[Source material]
BEGIN

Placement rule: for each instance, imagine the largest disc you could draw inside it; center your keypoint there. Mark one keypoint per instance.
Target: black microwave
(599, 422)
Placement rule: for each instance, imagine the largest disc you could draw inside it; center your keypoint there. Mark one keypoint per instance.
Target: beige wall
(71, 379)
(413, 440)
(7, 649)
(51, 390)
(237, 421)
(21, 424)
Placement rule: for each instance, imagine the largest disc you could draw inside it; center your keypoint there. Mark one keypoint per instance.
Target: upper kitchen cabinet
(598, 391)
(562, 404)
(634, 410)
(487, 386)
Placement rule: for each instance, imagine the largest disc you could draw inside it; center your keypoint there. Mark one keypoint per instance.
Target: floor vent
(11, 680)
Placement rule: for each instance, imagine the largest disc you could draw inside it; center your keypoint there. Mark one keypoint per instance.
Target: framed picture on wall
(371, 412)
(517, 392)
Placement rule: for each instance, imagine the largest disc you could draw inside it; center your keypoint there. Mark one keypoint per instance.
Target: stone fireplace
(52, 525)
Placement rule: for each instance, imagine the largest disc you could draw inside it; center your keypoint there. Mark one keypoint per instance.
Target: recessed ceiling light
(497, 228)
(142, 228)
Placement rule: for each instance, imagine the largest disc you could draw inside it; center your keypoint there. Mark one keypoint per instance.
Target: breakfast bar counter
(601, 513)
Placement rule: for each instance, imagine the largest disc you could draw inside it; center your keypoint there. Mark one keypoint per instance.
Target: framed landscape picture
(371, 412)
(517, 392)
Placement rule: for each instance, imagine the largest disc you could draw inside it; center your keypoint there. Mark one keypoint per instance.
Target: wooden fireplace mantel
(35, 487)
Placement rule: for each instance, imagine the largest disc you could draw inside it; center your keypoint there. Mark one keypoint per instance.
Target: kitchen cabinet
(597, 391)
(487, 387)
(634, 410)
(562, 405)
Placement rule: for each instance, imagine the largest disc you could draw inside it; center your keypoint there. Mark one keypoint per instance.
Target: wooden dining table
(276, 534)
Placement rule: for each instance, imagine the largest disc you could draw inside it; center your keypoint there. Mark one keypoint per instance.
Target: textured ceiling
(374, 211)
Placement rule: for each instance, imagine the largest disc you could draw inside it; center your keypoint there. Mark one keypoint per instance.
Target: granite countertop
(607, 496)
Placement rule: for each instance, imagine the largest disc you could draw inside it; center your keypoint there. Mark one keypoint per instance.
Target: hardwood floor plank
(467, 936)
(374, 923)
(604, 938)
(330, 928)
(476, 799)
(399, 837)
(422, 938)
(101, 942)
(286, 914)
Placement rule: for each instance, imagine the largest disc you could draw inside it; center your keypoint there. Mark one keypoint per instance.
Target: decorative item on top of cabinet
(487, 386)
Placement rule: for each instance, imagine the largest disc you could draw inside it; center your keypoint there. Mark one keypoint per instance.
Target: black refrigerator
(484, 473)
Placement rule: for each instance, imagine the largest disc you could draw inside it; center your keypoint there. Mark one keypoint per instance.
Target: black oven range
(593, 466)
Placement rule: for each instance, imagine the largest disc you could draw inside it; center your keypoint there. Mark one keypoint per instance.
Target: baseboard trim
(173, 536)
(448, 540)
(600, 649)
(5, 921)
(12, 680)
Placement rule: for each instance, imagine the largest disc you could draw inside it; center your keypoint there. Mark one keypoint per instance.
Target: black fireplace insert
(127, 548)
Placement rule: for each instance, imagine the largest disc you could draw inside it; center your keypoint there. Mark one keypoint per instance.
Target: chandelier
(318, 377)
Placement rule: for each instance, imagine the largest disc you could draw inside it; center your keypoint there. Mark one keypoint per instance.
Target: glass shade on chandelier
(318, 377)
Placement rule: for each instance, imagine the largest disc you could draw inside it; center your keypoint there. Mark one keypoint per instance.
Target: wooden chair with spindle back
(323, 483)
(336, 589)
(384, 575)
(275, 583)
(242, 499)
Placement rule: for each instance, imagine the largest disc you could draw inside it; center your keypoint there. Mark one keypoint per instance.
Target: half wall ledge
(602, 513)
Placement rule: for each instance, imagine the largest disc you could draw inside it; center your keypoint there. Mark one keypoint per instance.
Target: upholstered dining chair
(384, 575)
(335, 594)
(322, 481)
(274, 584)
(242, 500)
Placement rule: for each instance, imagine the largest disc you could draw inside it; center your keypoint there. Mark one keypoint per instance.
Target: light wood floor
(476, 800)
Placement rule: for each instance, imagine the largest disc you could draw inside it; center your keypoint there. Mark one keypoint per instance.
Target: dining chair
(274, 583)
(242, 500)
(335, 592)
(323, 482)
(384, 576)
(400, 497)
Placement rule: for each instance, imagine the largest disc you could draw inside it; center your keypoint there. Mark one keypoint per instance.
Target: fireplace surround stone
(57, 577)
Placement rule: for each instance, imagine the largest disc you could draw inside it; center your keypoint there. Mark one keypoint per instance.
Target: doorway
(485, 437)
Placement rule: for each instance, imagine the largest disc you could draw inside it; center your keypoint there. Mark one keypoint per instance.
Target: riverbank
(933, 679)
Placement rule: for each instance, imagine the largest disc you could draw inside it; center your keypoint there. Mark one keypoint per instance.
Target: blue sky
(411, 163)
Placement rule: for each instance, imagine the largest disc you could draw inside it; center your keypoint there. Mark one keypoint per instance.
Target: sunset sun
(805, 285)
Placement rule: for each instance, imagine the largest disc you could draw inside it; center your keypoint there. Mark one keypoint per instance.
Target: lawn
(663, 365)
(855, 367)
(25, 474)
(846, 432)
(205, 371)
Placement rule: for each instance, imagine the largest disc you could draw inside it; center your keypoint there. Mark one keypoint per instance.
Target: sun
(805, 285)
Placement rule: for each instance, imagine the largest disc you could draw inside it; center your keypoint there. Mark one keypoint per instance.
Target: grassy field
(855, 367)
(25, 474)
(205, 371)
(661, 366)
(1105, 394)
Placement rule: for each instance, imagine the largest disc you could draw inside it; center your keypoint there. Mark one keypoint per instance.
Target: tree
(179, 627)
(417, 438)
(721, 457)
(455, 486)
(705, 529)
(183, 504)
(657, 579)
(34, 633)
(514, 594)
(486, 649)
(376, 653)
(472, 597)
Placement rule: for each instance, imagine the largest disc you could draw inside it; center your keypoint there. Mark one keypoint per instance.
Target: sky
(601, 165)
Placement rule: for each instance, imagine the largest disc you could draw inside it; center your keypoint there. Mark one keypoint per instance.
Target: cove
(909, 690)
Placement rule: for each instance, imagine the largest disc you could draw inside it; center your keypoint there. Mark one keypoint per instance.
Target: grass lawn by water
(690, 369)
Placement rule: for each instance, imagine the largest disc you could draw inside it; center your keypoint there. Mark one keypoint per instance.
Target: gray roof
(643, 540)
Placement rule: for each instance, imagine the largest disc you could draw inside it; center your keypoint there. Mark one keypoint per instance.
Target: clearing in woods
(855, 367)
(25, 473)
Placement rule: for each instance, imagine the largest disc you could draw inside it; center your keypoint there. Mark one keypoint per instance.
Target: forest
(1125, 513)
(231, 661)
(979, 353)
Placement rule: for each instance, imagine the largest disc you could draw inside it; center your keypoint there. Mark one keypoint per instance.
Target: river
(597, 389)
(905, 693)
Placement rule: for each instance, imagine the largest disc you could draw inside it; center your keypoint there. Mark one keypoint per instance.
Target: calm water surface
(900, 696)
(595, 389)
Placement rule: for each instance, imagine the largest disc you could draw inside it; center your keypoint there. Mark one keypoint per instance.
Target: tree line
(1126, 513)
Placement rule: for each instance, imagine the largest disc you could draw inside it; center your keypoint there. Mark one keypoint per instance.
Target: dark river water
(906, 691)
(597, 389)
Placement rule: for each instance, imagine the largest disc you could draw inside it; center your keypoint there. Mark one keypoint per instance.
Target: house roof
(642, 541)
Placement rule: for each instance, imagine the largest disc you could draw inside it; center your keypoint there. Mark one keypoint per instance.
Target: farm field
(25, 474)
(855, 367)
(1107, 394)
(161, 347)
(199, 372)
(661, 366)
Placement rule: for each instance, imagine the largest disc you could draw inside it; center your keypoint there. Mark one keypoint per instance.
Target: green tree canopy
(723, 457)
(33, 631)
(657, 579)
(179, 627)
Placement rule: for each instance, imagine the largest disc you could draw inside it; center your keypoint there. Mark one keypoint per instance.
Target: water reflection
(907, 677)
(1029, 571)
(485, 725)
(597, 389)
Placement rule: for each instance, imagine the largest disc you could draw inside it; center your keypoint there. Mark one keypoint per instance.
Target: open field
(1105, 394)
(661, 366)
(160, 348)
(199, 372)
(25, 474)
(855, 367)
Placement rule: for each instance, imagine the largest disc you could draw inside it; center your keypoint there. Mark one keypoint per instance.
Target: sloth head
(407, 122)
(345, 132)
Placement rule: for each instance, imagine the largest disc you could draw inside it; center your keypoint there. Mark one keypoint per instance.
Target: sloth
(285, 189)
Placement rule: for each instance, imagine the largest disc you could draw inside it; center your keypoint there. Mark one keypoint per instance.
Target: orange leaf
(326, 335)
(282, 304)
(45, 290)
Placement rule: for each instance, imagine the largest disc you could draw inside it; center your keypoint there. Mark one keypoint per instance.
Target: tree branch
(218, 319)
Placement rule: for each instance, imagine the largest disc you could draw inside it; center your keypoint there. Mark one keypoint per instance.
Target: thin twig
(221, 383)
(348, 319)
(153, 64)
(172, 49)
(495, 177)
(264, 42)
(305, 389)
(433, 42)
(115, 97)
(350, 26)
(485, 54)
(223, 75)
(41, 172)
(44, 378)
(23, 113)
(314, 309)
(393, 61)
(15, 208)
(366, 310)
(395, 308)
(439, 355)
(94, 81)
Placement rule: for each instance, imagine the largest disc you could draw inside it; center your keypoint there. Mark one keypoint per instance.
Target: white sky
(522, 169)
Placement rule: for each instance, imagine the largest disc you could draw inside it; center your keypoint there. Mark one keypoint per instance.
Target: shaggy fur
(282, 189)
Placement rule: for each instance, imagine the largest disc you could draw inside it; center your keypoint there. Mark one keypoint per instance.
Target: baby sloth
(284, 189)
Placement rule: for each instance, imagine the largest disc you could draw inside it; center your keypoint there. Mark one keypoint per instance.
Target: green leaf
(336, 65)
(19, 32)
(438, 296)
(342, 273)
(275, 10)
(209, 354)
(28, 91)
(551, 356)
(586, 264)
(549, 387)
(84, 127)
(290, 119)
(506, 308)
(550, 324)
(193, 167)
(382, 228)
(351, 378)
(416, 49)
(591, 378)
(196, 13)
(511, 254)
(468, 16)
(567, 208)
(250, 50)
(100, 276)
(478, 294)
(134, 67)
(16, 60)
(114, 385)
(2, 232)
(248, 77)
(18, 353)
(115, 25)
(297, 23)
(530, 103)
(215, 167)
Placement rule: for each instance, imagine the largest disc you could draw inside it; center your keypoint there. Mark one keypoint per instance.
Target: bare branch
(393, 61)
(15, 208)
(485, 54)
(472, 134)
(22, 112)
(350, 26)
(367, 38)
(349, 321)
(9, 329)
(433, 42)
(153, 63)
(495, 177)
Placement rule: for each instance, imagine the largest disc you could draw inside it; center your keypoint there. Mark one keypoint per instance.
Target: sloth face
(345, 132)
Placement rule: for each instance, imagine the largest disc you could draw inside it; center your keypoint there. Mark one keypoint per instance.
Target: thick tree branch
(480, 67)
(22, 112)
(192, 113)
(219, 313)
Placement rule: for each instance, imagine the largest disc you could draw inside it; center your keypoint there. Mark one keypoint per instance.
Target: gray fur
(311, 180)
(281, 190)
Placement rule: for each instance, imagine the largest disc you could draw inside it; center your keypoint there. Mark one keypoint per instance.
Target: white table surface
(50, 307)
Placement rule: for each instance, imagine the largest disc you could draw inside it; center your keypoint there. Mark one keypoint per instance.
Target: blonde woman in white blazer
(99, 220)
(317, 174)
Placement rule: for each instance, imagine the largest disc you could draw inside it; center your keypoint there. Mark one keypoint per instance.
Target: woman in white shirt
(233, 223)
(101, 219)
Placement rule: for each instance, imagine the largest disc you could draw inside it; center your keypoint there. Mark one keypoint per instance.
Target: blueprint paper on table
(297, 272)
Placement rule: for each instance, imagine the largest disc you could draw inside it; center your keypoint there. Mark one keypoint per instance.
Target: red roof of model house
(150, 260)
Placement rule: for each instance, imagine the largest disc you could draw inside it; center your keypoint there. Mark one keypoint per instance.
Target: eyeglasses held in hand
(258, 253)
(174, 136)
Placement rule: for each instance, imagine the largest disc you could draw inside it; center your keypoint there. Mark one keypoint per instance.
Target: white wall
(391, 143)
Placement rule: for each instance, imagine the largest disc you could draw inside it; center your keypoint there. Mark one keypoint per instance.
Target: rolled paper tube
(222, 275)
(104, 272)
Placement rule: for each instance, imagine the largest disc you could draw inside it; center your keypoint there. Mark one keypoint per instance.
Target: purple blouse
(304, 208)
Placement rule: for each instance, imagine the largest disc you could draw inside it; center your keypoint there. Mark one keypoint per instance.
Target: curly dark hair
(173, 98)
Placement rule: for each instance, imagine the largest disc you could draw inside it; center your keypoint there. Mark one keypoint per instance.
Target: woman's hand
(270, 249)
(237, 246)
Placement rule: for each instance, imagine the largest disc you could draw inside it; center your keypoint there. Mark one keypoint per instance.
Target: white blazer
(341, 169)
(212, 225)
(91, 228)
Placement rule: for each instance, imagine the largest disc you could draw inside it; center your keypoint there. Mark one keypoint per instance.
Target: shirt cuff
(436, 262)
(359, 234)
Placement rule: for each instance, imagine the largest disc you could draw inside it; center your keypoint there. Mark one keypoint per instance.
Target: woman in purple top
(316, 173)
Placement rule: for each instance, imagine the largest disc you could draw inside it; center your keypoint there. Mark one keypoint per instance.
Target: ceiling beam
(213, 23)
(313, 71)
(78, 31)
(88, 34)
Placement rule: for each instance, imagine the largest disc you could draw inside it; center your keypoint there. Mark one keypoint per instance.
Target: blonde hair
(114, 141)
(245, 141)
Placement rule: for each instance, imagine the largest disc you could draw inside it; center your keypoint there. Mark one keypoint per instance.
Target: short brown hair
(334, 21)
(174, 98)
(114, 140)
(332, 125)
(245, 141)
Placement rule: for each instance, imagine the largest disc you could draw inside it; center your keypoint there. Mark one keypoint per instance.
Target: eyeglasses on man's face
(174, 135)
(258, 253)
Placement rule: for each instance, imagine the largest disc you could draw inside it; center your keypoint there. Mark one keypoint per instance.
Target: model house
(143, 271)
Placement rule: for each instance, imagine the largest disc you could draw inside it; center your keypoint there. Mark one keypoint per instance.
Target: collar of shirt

END

[Work request] Nothing before the line containing "Target: eyeglasses on man's face" should be repeated; repeat that line and all later lines through the end of the data above, exactly.

[Result below]
Target: eyeglasses on man's face
(174, 135)
(258, 253)
Placement rule: for each instance, imagine the largest disc you could draw inside it; center your keypoint there. Mark one keypoint per instance.
Target: model house
(143, 271)
Placement rule: for each instance, imagine the largest disc you could draw inside it; center your keypoint there. Mark one keypoint per instance.
Target: collar of shirt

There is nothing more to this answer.